:: GIVEN EXERCISE ::
Copy the material from the line with "Target = pasture" up to and including its final line, swapping "Layout" for "Format" throughout and changing nothing else. Leave the pictures out of your copy.

# Start of ROWS

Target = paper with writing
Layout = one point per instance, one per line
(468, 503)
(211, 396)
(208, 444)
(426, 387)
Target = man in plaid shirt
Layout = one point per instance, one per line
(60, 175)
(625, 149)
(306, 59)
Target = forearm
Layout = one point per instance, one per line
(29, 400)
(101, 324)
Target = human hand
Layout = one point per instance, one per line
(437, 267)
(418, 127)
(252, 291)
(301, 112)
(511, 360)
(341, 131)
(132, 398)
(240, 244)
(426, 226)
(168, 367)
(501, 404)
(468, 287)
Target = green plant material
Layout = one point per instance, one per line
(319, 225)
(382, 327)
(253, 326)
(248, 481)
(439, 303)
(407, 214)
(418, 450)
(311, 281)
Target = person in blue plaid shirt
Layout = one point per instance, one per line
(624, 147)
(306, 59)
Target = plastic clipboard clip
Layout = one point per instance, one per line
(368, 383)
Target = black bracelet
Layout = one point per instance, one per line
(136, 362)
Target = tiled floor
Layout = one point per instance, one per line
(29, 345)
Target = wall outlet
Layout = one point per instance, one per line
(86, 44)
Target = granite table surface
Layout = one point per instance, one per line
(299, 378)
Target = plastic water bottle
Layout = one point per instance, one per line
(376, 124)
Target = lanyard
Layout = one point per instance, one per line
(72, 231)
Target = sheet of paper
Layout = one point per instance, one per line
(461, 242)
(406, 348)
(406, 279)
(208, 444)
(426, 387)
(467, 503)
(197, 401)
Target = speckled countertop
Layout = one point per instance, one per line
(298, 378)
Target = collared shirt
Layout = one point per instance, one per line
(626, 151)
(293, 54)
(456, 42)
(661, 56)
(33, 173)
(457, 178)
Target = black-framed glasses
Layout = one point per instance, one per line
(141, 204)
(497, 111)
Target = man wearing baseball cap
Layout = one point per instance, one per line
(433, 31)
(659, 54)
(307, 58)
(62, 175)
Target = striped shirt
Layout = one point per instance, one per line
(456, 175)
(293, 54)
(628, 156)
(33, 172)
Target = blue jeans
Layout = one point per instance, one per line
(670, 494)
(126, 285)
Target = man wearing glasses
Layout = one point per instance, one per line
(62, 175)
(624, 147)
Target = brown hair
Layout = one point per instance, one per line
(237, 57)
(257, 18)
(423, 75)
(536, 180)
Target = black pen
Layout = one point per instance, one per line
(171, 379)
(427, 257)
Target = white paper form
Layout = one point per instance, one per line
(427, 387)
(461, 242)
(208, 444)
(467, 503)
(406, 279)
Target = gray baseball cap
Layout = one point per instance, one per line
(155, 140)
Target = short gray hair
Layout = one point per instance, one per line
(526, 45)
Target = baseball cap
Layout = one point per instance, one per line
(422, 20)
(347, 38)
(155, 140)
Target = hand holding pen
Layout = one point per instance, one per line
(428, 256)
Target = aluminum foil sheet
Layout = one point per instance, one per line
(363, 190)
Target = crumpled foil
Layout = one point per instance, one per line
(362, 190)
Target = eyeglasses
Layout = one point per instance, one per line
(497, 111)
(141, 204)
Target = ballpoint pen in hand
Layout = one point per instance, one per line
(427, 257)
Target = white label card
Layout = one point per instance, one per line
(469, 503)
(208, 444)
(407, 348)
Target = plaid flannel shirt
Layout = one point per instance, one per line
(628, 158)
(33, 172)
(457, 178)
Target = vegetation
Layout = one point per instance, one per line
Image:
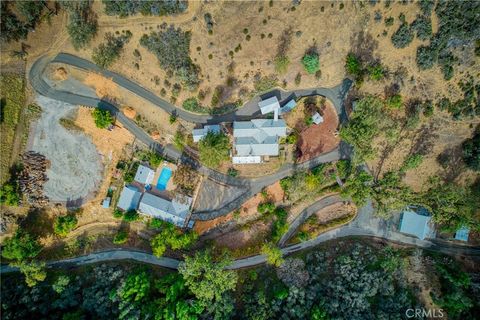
(172, 48)
(214, 148)
(273, 253)
(103, 118)
(109, 51)
(171, 237)
(82, 23)
(471, 151)
(311, 62)
(64, 224)
(127, 8)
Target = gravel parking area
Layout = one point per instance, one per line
(75, 170)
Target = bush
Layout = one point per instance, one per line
(311, 62)
(109, 51)
(281, 64)
(131, 215)
(403, 36)
(394, 102)
(121, 237)
(172, 48)
(214, 148)
(63, 225)
(103, 118)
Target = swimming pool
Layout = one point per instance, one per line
(163, 179)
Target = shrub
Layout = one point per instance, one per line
(64, 224)
(214, 148)
(103, 118)
(281, 64)
(121, 237)
(311, 62)
(394, 102)
(130, 216)
(109, 51)
(403, 36)
(172, 48)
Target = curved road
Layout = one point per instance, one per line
(250, 110)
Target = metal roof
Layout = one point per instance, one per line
(417, 224)
(268, 105)
(144, 175)
(129, 198)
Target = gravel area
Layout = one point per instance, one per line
(75, 170)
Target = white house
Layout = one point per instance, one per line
(198, 134)
(175, 211)
(144, 175)
(129, 198)
(256, 139)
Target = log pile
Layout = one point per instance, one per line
(33, 177)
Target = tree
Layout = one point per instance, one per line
(109, 51)
(33, 271)
(214, 148)
(64, 224)
(471, 151)
(22, 246)
(364, 125)
(103, 118)
(273, 253)
(311, 62)
(208, 280)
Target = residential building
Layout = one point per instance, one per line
(462, 234)
(416, 221)
(256, 139)
(129, 198)
(144, 175)
(199, 134)
(175, 211)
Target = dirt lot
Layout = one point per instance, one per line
(314, 139)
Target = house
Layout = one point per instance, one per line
(129, 198)
(317, 118)
(288, 106)
(269, 105)
(174, 211)
(144, 175)
(416, 221)
(198, 134)
(462, 234)
(256, 139)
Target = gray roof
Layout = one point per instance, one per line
(129, 198)
(417, 224)
(258, 137)
(174, 211)
(144, 175)
(198, 134)
(268, 105)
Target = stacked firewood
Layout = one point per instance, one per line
(33, 177)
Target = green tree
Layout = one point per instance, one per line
(207, 279)
(64, 224)
(311, 62)
(273, 253)
(103, 118)
(214, 148)
(363, 127)
(33, 271)
(21, 246)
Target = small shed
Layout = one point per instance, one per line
(462, 234)
(417, 222)
(317, 118)
(144, 175)
(269, 105)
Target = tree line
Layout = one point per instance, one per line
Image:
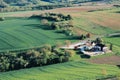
(45, 55)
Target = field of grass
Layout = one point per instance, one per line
(116, 43)
(20, 33)
(64, 71)
(98, 22)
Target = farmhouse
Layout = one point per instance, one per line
(91, 48)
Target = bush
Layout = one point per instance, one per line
(2, 18)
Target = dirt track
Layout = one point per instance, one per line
(114, 60)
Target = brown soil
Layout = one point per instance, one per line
(113, 60)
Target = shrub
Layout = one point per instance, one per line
(2, 18)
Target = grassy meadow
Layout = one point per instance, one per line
(65, 71)
(99, 22)
(24, 33)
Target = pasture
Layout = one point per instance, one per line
(25, 33)
(65, 71)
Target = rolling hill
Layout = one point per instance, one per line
(65, 71)
(4, 3)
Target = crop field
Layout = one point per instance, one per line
(116, 43)
(20, 33)
(25, 33)
(64, 71)
(98, 22)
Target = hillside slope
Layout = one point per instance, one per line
(4, 3)
(64, 71)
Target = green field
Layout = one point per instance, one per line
(22, 33)
(99, 22)
(64, 71)
(116, 43)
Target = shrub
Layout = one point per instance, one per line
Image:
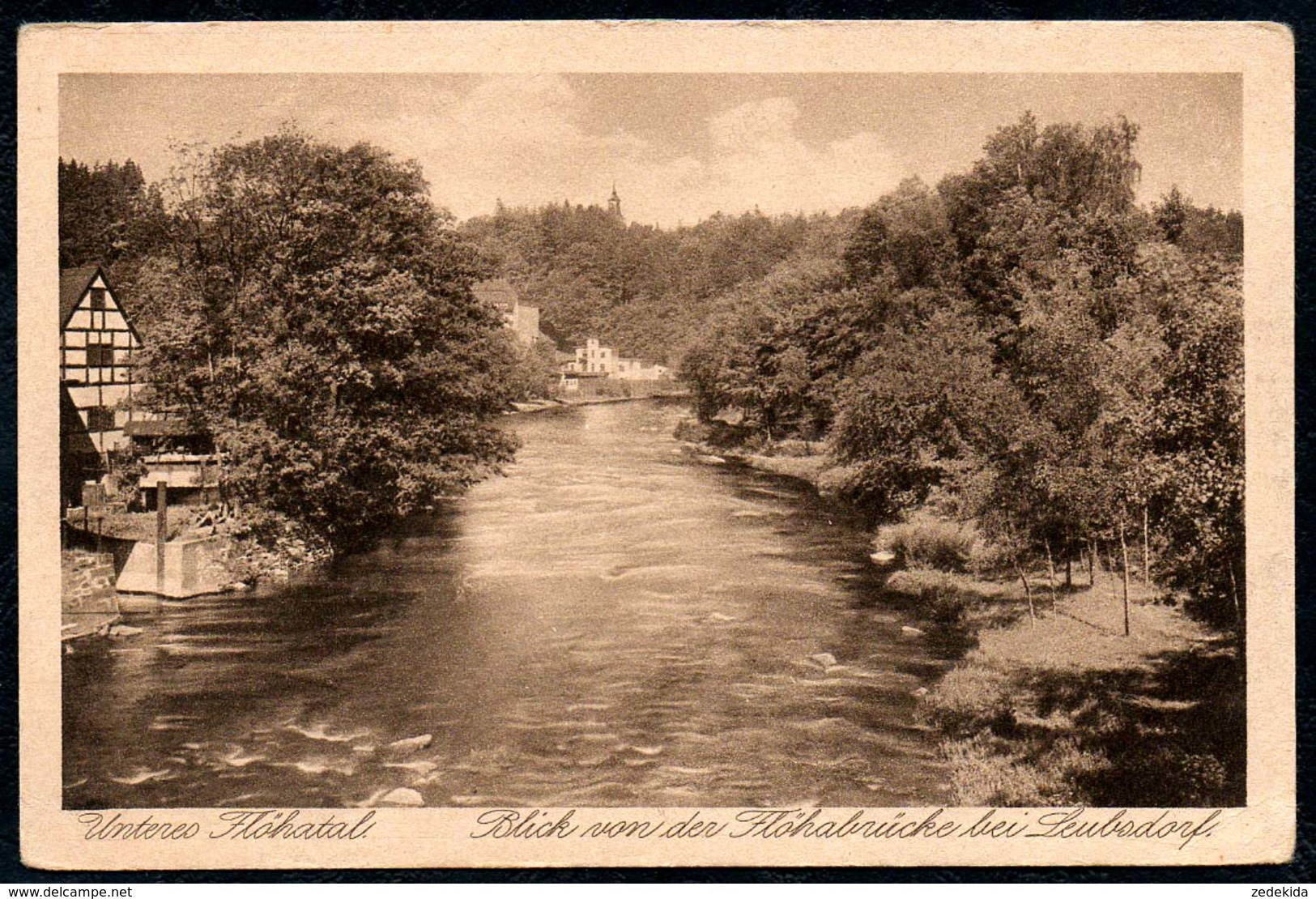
(930, 543)
(939, 594)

# End of ROWS

:: RESULT ::
Target = pasture
Format = one point per instance, one per line
(25, 33)
(65, 71)
Target = rolling hill
Format = one point per instance, one per line
(65, 71)
(4, 3)
Target = crop field
Format = one point per instance, one per line
(116, 43)
(20, 33)
(25, 33)
(64, 71)
(98, 22)
Target = hillside slope
Format = one point per instance, one per line
(4, 3)
(64, 71)
Target = green field
Format = one point per instance, one per line
(22, 33)
(99, 22)
(64, 71)
(116, 43)
Target = shrub
Format = one point per instance, one per line
Image:
(930, 543)
(939, 594)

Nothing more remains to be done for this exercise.